**Task to carry out**
Below are the records. Restate word for word every line from the one that contains "Locate the white" through the final line, both included.

**Data extracted from a collection**
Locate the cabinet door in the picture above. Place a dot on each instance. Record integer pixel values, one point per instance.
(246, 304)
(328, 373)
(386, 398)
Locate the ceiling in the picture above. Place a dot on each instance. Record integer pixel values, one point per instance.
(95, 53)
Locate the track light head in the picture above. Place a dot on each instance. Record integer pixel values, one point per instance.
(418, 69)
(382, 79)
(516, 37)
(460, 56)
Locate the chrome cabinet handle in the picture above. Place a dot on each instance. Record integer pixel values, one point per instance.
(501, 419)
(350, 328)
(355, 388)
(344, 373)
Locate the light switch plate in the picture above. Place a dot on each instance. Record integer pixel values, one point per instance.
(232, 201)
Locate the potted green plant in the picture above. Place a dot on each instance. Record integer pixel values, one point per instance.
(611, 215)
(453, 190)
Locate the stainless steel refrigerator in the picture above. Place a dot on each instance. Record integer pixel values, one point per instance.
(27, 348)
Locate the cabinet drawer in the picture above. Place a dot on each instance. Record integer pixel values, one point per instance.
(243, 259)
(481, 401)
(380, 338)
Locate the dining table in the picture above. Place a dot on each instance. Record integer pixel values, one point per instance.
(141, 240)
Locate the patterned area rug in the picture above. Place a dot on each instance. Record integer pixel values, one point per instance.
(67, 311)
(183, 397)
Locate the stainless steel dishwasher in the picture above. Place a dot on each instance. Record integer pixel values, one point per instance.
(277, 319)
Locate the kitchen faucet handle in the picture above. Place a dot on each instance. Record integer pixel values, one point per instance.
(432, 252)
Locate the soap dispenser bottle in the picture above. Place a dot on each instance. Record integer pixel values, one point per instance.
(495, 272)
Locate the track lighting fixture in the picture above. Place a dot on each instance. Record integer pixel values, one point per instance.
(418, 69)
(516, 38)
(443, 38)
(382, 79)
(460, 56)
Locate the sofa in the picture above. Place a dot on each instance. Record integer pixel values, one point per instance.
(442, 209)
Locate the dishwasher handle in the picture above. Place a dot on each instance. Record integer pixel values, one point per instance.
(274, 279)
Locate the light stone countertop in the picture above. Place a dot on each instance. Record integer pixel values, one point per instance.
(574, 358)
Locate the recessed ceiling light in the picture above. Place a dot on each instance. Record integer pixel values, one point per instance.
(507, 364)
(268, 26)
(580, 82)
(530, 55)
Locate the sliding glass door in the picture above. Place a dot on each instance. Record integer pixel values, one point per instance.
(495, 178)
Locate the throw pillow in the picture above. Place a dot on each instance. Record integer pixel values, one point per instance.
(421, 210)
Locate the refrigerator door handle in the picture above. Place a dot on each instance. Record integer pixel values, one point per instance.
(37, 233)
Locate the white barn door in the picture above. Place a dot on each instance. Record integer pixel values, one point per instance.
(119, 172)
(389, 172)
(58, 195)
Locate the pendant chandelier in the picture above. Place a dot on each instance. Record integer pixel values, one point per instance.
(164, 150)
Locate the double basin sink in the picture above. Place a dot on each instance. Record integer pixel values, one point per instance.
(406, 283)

**Solution for this exercise**
Locate the white barn door in the picture above. Place a dot on each instance. Record integer pixel values, one point per instance.
(119, 172)
(389, 172)
(58, 195)
Locate the pendant chandelier in the picture above. Place a dot on each instance. Record integer pixel values, one point per instance.
(164, 150)
Locate the double basin sink in the picture above. Place a dot on each instance. Record integer pixel values, one point per instance.
(406, 283)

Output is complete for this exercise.